## GIVEN TEXT
○ ○ ○

AR comes in many flavors. This is true of any technology in early stages as it twists around and takes shape. The most prevalent format so far is social lenses, as they enhance and adorn sharable media. Line-of-sight guidance in industrial settings is also proving valuable.
But a less-discussed AR modality is visual search. Led by Google Lens and Snap Scan, it lets users point their smartphone cameras (or future glasses) at real-world objects to identify them. It contextualizes them with informational overlays… or “captions for the real world.”
This flips the script for AR in that it identifies unknown items rather than displaying known ones. This makes potential use cases greater – transcending pre-ordained experiences that have relatively narrow utility. Visual search has the extent of the physical world as its canvas.
This is the topic of a recent report from our research arm, ARtillery Intelligence. Entitled Visual Search: AR’s Killer App?, it dives deep into the what, why, and who of visual search. And it’s the latest in our weekly excerpt series, with highlights below on visual search’s drivers & dynamics.

○ ○ ○

## RECORD EXCERPTS
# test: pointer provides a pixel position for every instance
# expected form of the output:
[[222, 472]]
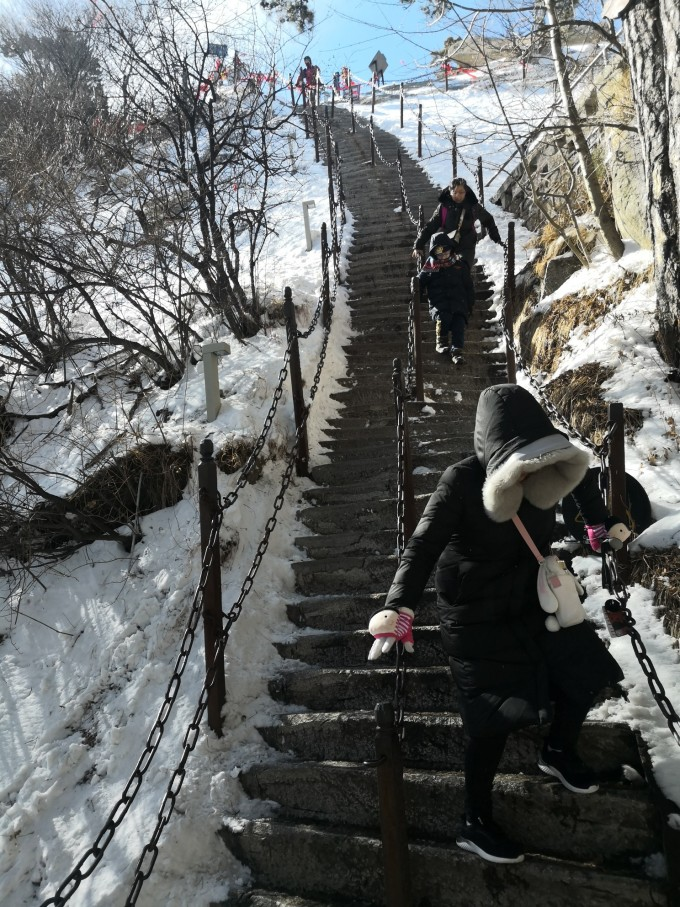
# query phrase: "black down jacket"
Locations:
[[448, 285], [447, 217], [503, 658]]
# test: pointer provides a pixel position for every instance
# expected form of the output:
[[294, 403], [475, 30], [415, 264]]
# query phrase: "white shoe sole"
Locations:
[[480, 852], [550, 770]]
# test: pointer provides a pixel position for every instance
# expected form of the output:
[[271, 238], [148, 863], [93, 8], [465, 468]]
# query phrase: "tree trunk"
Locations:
[[598, 204], [652, 31]]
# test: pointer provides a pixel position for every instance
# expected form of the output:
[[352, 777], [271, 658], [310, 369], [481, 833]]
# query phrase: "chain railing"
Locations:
[[617, 615], [91, 858]]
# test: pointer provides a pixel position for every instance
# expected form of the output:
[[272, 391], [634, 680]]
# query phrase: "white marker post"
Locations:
[[305, 213], [213, 400]]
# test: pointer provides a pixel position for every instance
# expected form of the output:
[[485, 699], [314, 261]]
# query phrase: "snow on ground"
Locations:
[[92, 647]]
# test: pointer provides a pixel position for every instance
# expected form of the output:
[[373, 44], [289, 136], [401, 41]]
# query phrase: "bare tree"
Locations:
[[598, 204]]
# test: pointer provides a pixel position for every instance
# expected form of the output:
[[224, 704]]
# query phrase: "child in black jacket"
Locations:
[[450, 291]]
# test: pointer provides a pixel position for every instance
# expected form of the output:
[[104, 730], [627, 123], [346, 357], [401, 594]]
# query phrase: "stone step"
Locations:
[[351, 612], [436, 740], [341, 451], [276, 849], [347, 649], [351, 541], [383, 473], [429, 689], [609, 828], [258, 897]]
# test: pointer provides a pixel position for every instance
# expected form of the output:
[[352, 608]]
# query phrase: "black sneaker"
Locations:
[[568, 768], [488, 841]]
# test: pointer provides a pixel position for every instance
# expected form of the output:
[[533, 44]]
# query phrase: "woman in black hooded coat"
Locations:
[[508, 667], [457, 212]]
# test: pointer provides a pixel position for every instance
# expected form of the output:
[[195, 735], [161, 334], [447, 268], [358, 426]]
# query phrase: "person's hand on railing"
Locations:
[[388, 626]]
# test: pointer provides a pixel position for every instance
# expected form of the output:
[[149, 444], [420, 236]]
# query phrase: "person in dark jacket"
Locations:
[[446, 279], [511, 671], [456, 214]]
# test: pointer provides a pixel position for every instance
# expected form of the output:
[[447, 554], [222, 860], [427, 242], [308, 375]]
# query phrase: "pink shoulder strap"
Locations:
[[527, 538]]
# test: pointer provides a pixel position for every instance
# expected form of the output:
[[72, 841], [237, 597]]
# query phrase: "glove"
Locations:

○ ○ ○

## ACTIONS TO TAKE
1) In the passage on visual search in AR, what is named as the most prevalent AR format so far?
2) Carry on the passage on visual search in AR from its final sentence.

## WRITTEN ANSWERS
1) Social lenses

2)
Space Race
One of Google’s driving factors in visual search is geo-local in nature, as it follows decades of work in local search. For example, local search and Google Maps represent a sizable portion of Google’s revenue. This is because local modifiers like “near me” are user intent signals.
Furthermore, visual search that’s based on physical places feed into Google’s “Internet of Places” ambitions. Also what we call the “metavearth,” this term defines Google’s mission to index the physical world, just as it created immense value indexing the web for the past 20+ years.
This plays out in a few ways including Google Lens and Live View. The former is Google’s main visual search product to identify and contextualize objects that you point your phone at. This can include fashion and food but the “local” version of this is to identify storefronts.
Google Lens’ cousin, Live View, similarly lets users navigate urban areas using 3D directional arrows. This can be more intuitive than looking down at a 2D map. To do this, Google uses Street View images to help devices recognize where they are before overlaying directional graphics.
Moreover, Google recently brought Lens and Live View together into one UX. While navigating an urban area with Live View, Google offers small click targets on your touchscreen when it recognizes a business storefront. When tapped, expanded business information appears.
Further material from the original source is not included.